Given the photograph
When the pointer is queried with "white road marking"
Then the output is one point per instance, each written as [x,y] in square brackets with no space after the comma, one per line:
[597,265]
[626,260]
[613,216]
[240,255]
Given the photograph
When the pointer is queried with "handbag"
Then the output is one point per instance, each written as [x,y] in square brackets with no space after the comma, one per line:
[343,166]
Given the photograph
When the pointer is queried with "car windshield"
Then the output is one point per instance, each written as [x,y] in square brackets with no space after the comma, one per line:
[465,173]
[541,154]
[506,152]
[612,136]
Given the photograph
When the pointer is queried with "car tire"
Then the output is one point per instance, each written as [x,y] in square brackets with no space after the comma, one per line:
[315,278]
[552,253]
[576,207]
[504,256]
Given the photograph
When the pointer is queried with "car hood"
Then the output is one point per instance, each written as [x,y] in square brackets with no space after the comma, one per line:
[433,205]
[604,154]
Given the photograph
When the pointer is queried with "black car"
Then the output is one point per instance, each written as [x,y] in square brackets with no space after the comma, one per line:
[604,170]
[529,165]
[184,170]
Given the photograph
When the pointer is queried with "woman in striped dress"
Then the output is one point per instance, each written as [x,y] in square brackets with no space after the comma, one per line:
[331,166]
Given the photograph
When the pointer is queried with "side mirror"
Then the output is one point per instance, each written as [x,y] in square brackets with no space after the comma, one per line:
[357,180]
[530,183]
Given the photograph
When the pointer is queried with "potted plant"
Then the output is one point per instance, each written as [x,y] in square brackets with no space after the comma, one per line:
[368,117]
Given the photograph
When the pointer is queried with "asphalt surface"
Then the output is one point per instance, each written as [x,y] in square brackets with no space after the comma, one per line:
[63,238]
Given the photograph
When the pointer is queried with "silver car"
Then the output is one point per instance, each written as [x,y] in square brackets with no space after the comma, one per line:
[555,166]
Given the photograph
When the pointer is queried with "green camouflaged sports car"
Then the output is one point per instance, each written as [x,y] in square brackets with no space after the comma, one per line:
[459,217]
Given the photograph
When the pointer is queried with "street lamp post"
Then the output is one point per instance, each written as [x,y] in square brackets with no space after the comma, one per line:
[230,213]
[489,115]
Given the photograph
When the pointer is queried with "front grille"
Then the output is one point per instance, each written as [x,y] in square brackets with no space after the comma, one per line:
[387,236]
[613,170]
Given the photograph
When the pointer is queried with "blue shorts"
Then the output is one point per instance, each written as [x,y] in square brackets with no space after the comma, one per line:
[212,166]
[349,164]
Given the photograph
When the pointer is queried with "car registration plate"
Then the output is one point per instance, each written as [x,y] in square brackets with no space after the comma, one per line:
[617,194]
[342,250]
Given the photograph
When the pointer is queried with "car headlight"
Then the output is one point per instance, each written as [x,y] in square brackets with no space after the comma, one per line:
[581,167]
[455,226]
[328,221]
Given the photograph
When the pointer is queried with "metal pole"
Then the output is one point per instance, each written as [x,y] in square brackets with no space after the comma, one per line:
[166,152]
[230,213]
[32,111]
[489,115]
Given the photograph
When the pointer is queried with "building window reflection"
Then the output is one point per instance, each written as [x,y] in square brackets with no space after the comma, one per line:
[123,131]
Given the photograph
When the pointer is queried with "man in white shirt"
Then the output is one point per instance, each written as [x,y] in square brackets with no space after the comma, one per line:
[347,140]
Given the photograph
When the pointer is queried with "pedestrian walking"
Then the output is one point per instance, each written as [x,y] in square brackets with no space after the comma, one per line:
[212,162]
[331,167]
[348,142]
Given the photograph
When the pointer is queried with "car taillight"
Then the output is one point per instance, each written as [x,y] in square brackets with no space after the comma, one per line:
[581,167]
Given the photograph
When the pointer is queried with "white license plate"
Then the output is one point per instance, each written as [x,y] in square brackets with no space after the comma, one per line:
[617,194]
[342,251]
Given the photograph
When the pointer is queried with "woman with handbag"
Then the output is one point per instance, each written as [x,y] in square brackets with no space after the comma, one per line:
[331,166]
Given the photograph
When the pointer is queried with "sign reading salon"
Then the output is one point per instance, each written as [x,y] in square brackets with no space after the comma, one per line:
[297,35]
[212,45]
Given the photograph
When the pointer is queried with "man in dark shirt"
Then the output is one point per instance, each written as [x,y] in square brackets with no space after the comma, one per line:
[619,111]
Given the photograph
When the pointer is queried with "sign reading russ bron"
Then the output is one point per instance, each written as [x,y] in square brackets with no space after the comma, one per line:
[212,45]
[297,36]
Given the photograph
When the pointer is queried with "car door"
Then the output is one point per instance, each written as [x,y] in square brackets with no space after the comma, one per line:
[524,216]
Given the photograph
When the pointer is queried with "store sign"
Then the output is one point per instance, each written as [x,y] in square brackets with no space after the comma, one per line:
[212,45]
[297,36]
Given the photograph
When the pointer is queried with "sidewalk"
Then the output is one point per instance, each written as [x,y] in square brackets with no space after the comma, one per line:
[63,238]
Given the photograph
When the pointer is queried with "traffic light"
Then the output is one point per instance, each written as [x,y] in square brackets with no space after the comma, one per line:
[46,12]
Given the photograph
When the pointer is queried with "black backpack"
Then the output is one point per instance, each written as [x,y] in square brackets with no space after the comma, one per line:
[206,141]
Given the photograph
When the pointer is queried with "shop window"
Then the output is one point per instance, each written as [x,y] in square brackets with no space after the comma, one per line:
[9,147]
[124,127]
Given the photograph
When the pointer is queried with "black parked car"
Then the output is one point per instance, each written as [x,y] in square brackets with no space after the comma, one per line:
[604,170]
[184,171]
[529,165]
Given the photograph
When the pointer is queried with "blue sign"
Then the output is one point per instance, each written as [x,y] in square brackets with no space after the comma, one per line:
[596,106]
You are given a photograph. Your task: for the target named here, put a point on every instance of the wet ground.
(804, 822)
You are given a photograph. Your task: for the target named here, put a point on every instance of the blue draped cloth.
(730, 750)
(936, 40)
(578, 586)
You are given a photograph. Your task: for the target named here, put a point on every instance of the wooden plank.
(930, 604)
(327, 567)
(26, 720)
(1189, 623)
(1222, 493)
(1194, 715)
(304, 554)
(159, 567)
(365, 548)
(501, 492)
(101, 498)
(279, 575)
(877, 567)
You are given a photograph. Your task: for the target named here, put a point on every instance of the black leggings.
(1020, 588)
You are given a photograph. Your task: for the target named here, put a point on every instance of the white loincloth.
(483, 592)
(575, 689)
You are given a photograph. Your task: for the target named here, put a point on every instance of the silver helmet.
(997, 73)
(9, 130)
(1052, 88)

____________________

Aim of the task: Scan the material above for lines holding "plate" and copy each of them.

Reply:
When the pointer is queried with "car registration plate"
When the pointer is queried with "white license plate"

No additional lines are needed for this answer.